### Supplied entries
* * * *
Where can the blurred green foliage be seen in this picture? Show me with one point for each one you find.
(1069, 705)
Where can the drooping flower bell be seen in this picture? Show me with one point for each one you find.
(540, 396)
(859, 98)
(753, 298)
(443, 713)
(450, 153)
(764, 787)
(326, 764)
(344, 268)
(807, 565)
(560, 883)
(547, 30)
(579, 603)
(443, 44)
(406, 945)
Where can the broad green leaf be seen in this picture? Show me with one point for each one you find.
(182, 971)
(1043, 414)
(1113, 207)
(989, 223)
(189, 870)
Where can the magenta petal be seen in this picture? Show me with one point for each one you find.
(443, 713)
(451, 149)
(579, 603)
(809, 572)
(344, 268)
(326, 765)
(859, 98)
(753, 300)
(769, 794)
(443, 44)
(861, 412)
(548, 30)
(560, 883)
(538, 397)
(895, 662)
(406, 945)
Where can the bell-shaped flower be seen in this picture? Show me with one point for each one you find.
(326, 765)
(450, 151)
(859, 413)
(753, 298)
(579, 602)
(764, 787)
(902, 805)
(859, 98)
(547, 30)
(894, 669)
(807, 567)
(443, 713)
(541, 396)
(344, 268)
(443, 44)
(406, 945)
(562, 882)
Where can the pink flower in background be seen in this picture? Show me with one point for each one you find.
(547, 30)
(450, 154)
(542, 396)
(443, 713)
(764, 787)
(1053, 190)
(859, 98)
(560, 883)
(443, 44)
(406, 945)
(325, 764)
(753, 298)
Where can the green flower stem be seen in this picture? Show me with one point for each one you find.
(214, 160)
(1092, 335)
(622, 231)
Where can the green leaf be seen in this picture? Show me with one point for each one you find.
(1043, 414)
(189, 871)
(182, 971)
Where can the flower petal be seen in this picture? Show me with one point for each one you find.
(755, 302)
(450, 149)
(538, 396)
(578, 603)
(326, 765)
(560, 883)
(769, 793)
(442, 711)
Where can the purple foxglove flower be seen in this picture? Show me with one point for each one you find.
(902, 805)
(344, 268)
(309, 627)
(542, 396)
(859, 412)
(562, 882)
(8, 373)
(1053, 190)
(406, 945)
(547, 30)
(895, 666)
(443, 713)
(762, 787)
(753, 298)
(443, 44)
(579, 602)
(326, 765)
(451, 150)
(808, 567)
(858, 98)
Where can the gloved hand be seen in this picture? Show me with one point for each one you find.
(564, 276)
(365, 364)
* * * *
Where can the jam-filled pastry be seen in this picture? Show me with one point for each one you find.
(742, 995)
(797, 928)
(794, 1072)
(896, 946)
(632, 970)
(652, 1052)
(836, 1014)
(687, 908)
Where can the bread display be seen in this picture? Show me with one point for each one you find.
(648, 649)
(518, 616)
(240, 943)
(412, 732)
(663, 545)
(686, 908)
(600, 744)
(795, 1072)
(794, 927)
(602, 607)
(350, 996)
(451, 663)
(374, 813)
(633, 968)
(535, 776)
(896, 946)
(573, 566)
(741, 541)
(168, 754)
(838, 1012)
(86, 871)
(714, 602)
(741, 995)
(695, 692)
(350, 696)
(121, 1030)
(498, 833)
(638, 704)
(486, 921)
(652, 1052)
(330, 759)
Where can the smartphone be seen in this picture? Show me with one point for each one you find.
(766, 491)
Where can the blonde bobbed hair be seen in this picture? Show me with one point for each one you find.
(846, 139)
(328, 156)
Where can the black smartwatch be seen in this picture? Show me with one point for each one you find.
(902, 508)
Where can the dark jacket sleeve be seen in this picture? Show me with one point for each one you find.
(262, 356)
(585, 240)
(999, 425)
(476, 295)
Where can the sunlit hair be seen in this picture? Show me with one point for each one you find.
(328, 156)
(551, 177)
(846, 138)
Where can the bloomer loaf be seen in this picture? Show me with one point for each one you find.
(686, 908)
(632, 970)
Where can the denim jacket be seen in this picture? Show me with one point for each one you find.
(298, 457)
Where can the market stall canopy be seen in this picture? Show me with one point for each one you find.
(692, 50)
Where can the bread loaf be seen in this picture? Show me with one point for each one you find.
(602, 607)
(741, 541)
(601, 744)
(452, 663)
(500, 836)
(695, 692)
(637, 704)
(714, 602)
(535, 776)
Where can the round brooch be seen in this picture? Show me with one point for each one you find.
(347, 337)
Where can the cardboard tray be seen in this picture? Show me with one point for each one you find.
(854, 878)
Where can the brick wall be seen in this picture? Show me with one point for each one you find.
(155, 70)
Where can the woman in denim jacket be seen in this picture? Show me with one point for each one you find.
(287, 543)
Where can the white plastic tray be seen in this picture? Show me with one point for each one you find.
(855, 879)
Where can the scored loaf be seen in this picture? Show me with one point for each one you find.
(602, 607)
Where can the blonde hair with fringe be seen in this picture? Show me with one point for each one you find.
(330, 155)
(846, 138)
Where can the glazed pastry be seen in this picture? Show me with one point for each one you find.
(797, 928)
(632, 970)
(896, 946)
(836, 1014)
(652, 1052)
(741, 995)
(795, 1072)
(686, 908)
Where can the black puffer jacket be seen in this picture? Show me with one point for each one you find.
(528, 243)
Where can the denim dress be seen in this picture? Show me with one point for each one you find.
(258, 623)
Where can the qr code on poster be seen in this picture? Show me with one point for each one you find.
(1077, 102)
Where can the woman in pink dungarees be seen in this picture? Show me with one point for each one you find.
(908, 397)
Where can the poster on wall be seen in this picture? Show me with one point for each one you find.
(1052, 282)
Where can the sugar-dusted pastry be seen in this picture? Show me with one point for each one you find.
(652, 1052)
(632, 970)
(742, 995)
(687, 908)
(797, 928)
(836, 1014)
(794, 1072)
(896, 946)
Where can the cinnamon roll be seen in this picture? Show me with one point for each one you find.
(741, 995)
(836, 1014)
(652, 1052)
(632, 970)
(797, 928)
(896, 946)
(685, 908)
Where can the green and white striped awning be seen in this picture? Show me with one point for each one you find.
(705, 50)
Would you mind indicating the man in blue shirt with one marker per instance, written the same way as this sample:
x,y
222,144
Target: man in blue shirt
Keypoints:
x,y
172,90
* * * *
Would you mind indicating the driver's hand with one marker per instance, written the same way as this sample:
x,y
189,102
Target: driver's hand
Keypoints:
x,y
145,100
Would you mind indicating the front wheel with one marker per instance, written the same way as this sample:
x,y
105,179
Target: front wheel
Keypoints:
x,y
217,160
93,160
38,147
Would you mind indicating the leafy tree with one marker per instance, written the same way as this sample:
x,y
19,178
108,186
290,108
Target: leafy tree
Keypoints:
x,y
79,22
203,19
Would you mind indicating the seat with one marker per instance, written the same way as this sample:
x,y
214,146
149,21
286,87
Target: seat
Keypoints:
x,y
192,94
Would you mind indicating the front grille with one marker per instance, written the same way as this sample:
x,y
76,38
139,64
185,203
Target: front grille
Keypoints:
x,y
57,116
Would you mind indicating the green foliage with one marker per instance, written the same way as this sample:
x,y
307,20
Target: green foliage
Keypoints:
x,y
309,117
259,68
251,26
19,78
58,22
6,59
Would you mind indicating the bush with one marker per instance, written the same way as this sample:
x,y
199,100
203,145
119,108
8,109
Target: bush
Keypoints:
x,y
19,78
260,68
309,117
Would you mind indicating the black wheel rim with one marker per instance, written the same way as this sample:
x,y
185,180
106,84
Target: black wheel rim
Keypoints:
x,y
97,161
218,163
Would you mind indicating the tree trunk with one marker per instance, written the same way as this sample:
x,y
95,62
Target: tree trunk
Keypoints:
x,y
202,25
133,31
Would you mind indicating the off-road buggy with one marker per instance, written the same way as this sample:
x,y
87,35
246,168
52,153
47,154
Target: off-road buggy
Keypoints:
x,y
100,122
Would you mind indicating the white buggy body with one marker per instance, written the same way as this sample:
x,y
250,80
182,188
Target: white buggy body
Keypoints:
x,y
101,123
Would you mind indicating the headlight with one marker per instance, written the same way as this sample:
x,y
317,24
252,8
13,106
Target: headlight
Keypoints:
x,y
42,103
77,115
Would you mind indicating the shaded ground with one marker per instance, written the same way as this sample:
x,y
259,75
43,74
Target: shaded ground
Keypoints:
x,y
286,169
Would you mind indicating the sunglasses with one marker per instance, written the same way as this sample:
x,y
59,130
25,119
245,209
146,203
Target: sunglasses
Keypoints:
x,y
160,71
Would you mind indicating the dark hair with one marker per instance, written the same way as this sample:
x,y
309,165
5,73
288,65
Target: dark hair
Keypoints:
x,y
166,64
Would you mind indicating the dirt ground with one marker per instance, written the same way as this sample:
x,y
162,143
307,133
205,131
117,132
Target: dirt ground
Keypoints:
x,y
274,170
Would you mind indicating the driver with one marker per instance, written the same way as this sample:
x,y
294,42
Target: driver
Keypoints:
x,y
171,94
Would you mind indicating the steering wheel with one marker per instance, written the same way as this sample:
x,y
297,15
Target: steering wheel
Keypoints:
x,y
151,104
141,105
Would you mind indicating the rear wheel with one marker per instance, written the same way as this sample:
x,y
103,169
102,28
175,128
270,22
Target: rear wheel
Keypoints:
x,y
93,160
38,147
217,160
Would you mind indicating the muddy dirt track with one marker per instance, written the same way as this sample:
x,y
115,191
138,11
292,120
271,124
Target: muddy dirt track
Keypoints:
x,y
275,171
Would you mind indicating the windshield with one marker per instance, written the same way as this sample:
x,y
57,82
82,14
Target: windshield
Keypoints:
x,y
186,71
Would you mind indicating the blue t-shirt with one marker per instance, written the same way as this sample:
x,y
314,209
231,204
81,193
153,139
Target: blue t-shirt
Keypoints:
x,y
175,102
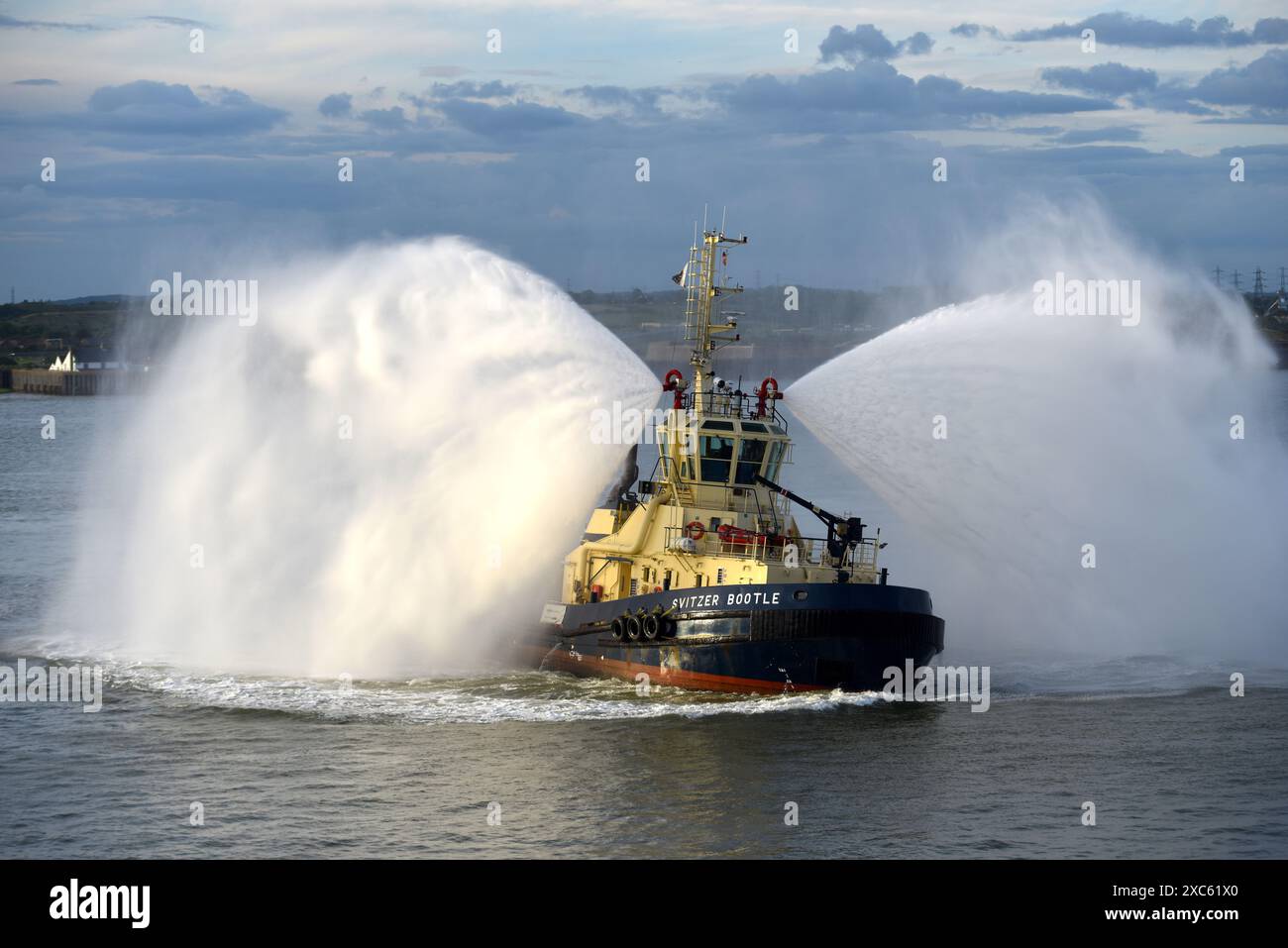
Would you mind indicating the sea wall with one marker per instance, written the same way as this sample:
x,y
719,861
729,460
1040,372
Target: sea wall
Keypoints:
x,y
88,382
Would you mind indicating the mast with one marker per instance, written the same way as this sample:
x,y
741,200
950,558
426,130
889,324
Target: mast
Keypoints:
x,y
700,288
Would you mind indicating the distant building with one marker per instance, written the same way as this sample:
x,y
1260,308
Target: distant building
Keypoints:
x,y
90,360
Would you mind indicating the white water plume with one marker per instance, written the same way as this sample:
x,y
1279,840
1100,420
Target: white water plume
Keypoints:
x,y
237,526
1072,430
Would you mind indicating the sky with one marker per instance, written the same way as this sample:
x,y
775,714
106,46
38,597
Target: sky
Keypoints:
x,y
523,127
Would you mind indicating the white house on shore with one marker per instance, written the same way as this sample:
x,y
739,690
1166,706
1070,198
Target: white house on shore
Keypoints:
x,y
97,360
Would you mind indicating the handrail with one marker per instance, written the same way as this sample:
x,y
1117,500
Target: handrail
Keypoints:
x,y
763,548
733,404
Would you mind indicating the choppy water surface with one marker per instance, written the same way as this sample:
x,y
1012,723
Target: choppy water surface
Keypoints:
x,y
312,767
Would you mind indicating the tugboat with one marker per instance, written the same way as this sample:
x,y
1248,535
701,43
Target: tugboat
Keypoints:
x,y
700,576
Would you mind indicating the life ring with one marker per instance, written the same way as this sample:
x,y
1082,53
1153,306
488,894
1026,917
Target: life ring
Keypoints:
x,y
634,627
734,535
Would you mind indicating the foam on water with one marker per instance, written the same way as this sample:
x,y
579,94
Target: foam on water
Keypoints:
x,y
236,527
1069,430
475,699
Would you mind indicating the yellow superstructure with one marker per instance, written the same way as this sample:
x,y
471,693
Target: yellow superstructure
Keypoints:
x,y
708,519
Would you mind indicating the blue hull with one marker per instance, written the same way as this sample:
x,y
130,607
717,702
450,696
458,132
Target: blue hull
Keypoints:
* * * *
Please turn the stretch of the records that opens with the line containing "Where can the woman in denim" and closes with the line containing "(1077, 102)" into a numbered list, leaving out any blank lines.

1. Where can the woman in denim jacket be seen in this picture? Show me with one point for each one you find.
2. (287, 543)
3. Where can the white plastic tray be seen in this picture? Show me with one point for each one you find.
4. (855, 879)
5. Where can the scored loaf be seen in this picture? Show me with one point for each one you find.
6. (602, 607)
7. Where can the blonde hair with fringe be seen in this picture? Show me with one point for each one you find.
8. (330, 155)
9. (846, 138)
10. Where can the glazed pastry be seen in this picture? Show me with one point for each one you find.
11. (797, 928)
12. (632, 970)
13. (896, 946)
14. (836, 1014)
15. (652, 1052)
16. (741, 995)
17. (795, 1072)
18. (686, 908)
19. Where can the black puffer jacket be seen in this picture? Show me with one point for each one you find.
20. (528, 243)
21. Where can the denim dress be seen in this picture? Show me with one point for each one you find.
22. (258, 623)
23. Where can the qr code on poster be seen in this picture? Show me with one point for each one you find.
24. (1077, 102)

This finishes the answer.